---------- Data supplied ----------

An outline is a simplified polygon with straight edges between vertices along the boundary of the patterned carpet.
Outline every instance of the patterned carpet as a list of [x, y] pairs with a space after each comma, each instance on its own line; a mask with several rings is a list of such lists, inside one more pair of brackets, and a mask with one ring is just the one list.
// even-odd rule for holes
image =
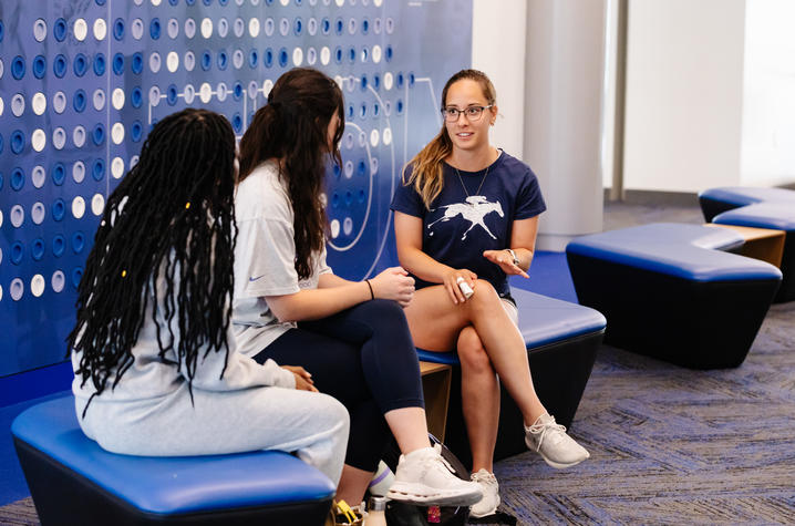
[[739, 369], [691, 371], [603, 347], [569, 471], [495, 466], [520, 524], [795, 524], [795, 302], [773, 306]]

----------

[What you will do] Edit the data by changing every "patterned carpet" to "patterned rug" and keeping all other text the same. Leave the pictures out of your answer.

[Worked solution]
An outline is a simplified polygon with straight edges between vertices along the boundary of the patterned rug.
Outline every instance of the patterned rug as a list of [x, y] pairs with a space after each comma, each instance on its own line; a mask with several rings is a list of such lists, inside one more pair of brackets, and a mask with one ring is just the one list.
// even-odd rule for holes
image =
[[739, 369], [691, 371], [603, 347], [569, 471], [495, 466], [520, 524], [795, 524], [795, 302], [773, 306]]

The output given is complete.